▼▼▼
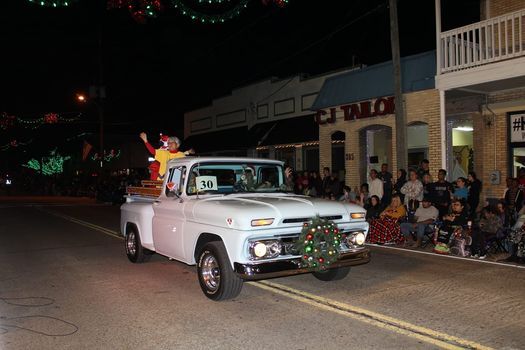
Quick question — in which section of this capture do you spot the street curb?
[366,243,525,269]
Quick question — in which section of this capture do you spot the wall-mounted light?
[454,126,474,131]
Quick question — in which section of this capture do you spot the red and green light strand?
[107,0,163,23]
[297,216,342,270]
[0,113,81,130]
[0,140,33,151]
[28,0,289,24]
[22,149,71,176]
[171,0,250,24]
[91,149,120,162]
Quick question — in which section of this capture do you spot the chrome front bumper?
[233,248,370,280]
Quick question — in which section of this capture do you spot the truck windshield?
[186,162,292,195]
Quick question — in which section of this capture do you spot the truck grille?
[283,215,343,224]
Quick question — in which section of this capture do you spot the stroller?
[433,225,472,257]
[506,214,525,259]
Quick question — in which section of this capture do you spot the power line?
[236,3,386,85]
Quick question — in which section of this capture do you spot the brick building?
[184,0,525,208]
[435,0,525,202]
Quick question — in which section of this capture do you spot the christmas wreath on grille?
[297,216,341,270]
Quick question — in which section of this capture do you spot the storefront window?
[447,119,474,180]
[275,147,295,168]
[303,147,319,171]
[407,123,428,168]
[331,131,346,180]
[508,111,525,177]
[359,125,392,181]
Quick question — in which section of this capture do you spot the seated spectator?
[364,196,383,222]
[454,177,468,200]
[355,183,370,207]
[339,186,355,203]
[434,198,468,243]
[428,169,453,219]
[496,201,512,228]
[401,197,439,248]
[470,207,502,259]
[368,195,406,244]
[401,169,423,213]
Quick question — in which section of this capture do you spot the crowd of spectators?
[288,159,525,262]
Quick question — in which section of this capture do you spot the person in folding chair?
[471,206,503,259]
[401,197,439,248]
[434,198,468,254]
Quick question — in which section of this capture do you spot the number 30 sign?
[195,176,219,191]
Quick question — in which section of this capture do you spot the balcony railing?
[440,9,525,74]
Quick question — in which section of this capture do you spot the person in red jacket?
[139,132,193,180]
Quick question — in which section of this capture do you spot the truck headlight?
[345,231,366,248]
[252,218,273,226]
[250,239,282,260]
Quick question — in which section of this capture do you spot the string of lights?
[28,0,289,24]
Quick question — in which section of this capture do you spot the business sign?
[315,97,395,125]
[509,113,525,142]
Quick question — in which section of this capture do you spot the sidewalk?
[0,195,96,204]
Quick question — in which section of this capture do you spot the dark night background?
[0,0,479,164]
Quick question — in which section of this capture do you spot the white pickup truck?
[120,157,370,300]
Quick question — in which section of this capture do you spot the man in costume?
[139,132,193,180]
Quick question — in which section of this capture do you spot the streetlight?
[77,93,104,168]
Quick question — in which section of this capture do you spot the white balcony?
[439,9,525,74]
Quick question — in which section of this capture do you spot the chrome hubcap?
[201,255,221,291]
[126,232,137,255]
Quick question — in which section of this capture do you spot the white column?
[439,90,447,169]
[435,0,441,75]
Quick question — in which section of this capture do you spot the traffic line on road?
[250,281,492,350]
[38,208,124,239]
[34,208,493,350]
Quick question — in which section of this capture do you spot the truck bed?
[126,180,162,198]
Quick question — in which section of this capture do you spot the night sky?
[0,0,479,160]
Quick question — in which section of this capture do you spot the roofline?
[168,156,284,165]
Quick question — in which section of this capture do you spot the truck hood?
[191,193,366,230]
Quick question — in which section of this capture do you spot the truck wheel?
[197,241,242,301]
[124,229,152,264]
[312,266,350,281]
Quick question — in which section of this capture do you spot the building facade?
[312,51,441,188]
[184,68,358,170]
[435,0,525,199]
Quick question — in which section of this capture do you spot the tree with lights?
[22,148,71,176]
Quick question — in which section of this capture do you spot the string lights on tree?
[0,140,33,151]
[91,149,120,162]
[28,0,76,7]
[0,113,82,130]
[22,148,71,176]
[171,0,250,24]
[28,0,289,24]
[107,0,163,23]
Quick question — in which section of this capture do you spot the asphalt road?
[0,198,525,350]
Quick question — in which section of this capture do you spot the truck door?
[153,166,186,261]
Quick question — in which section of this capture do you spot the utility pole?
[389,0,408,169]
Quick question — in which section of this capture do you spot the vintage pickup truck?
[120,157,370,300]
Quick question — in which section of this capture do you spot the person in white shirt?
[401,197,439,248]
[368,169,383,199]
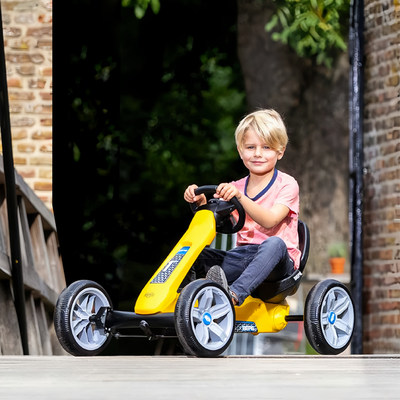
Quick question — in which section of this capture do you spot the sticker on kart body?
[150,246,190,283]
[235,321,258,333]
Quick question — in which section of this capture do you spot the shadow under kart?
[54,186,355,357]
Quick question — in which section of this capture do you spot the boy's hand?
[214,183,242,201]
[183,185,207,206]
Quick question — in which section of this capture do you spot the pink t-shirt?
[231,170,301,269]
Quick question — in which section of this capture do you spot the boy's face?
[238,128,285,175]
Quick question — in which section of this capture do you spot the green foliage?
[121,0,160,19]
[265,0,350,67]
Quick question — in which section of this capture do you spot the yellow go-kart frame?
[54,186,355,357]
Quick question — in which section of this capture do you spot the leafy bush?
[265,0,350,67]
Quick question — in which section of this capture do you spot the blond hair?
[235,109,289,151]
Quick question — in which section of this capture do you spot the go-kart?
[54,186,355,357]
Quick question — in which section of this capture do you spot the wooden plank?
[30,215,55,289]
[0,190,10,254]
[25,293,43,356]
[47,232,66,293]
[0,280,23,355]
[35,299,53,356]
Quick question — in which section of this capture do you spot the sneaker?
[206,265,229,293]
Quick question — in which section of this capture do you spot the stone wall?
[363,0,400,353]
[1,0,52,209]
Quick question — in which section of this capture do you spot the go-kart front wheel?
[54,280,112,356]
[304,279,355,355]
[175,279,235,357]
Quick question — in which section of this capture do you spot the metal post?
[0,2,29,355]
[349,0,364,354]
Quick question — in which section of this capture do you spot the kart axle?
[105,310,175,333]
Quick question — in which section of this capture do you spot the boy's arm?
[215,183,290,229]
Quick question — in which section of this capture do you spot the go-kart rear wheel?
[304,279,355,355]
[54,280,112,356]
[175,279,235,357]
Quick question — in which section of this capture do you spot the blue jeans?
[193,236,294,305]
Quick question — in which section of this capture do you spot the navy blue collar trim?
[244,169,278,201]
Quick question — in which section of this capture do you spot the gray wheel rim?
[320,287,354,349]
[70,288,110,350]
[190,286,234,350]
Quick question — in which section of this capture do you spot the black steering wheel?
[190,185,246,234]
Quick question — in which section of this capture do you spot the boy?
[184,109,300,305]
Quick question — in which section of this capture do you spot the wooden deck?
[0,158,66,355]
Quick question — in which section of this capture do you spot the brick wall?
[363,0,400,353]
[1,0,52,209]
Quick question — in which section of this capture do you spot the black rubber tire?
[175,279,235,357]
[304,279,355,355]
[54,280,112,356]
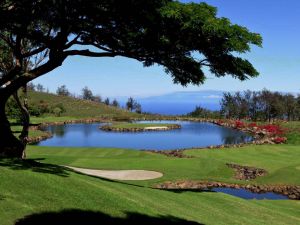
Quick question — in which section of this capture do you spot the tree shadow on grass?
▲▲▲
Reproduce every item above verbatim, leaving out the pictures.

= Response for this exercise =
Quick question — in which section of this capture do you spot the street curb?
[366,243,525,269]
Quick question — in which section of this capture do you spot the wall-mounted light?
[454,126,474,131]
Quick question — in which section of this capture do you spot the red and green light strand?
[107,0,163,23]
[297,216,342,270]
[0,113,81,130]
[0,140,33,151]
[28,0,289,24]
[22,149,71,176]
[171,0,250,24]
[91,149,120,162]
Quick question — in which section of this capture do you spot the chrome front bumper?
[233,248,370,280]
Quick question — in which section of this capture do you spot the truck windshield?
[186,162,292,195]
Quick question — in which section of this capture do you spot the truck grille?
[283,215,343,224]
Quick question — in which section of this capture do you spot the stroller?
[433,225,472,257]
[506,214,525,259]
Quick question — in which section of this capture do you spot the power line?
[236,3,386,85]
Quick question — in which section of this capture do you spot the brick building?
[184,0,525,208]
[435,0,525,202]
Quick question — in which section of this capture do you spot the christmas wreath on grille?
[297,216,341,270]
Quick question — in which section of this capture do you spot the storefront window?
[447,119,474,180]
[275,147,295,168]
[303,147,319,171]
[407,123,428,168]
[331,131,346,180]
[508,111,525,177]
[359,125,392,181]
Quick question — in which section of this capture do you spot the seated spectator?
[364,196,383,222]
[454,177,468,200]
[355,183,370,207]
[339,186,355,203]
[434,198,468,243]
[428,169,453,219]
[496,201,512,228]
[401,197,439,248]
[470,207,502,259]
[368,195,406,244]
[401,169,423,213]
Quick question — in which section of this capture do you spot the crowd of spectators?
[288,159,525,262]
Quick question — in which section of this capture do you spot the person in folding chair?
[471,206,503,259]
[401,197,439,248]
[434,198,468,254]
Quick question — in which section of this capture do you spot the number 30 sign?
[195,176,219,191]
Quick question — in which section of this capture do you spot the balcony railing?
[440,9,525,74]
Quick question — in which section of this capture do you spot the person in red jacket?
[139,132,193,180]
Quick question — in which section of this capture do you spot the truck headlight?
[345,231,366,248]
[252,218,273,226]
[250,239,282,260]
Quick question — in which section of this capture do you spot the string of lights?
[28,0,289,24]
Quick question — in which section of this capture do you spot the business sign?
[315,97,395,125]
[509,113,525,142]
Quick question — in which section of this capture do you spot the sidewalk?
[0,195,96,204]
Quick question — in which section of this capture do you spot the dark night background?
[0,0,479,164]
Quick question — in which section of this capture do you spot the white pickup truck?
[120,157,370,300]
Quick question — in which section of this capture do you spot the man in costume?
[139,132,193,180]
Quick question — in which section of this capture do you spot the streetlight?
[77,93,104,168]
Quick question — in which section of this capture do you spot the white balcony?
[439,9,525,74]
Quick question — in which section of this capture do you spot the chrome hubcap?
[201,255,221,291]
[126,232,137,255]
Quick question — in which section of this capture do you spot the white column?
[439,90,447,169]
[435,0,441,75]
Quick question — in which section of this capture do you spot the traffic line on road?
[250,281,492,350]
[38,208,124,239]
[34,208,493,350]
Quick question — in which section of this capture do you spot the truck bed?
[126,180,162,198]
Quick question — in which section of this capture do you spot the night sky?
[0,0,479,160]
Quick question — in which section of this capture do you spot the roofline?
[168,156,284,165]
Quick question — in which section of this capture do you spot the truck hood?
[191,193,366,230]
Quick question — in which section of this capture do you spot the truck wheel?
[197,241,242,301]
[124,229,152,264]
[312,266,350,281]
Quick question — in which section of this capture do you spot the building facade?
[312,51,441,188]
[184,68,358,170]
[435,0,525,199]
Quick question — in which section of this capture do you spot the tree with lights?
[22,148,71,176]
Quick question — in which section of this capture do you spot the string lights on tree?
[0,140,33,151]
[91,149,120,162]
[28,0,76,7]
[0,113,82,130]
[22,148,71,176]
[171,0,250,24]
[28,0,289,24]
[107,0,163,23]
Quick question — in which section of this capture do you spot the asphalt road?
[0,198,525,350]
Quick question — in which section of this capture do you spot the truck door?
[153,166,186,261]
Quick question — in which section of this capture do you spot the utility pole?
[389,0,408,169]
Quick question — in which section of this capture do you spot the vintage pickup truck?
[120,157,370,300]
Quick question — in which section of this capture do you spot the person in white shirt?
[401,197,439,248]
[368,169,383,199]
Quick question — in which section of this capture do you spot the sticker on kart body?
[150,246,190,283]
[235,321,258,333]
Quick question — in which section of this capture do you spot the shadow under kart?
[54,186,355,357]
Quick question — in which section of this capture do you spot the boy's hand?
[214,183,242,201]
[183,185,207,206]
Quick question — in which section of this capture do you spot the pink t-shirt?
[231,170,301,269]
Quick question — in which section of this capture do you spot the boy's face?
[238,128,285,175]
Quick question — in which section of this capture do you spot the green foliage?
[121,0,160,19]
[265,0,350,67]
Quick question — in which section of this capture do you spot the yellow go-kart frame?
[54,186,355,357]
Quick question — in which section of this capture do you spot the leafy bush?
[265,0,350,67]
Quick question — in which section of this capture do you spot the blond hair?
[235,109,289,151]
Quick question — in which section of this capture do you spot the go-kart?
[54,186,355,357]
Quick question — in which section of this capture do you spot the wooden plank?
[30,215,55,289]
[0,190,10,254]
[25,293,43,356]
[47,232,66,293]
[0,280,23,355]
[35,299,53,356]
Quick question — in which section of this capture do you spot the sneaker?
[206,265,229,293]
Quick question — in which section of this capture do you spot the stone wall?
[363,0,400,353]
[1,0,52,209]
Quick question — in which section of this capture do you spot the go-kart front wheel?
[54,280,112,356]
[304,279,355,355]
[175,279,235,357]
Quick question — in which section of this capture do you spot the metal post?
[0,2,29,355]
[349,0,364,354]
Quick question — in which section of this capture do you spot the kart axle?
[105,310,175,333]
Quick question — in which section of this capture do you spot the boy's arm?
[215,183,290,229]
Quick question — in which section of this capture do you spot the go-kart rear wheel?
[304,279,355,355]
[54,280,112,356]
[175,279,235,357]
Quick question — in which section of this capture do you spot the blue jeans?
[193,236,294,305]
Quick question — in which section of this capture do you spot the navy blue collar trim?
[244,169,278,201]
Quick question — in which section of this capture do you spot the gray wheel rim?
[320,287,354,349]
[70,288,110,350]
[190,286,234,350]
Quick question — in which section of this capture do you spot the black steering wheel?
[190,185,246,234]
Quick question — in which section of this capture do you spot the boy?
[184,109,300,305]
Quick question — in which section of this capture do you spot the wooden deck?
[0,158,66,355]
Quick question — in which section of this capture do you spot the brick wall?
[363,0,400,353]
[1,0,52,209]
Quick question — in which section of this capture do you spot the black rubber tire?
[175,279,235,357]
[304,279,355,355]
[54,280,112,356]
Quick question — in which section of this capture do you spot the tree shadow on grass?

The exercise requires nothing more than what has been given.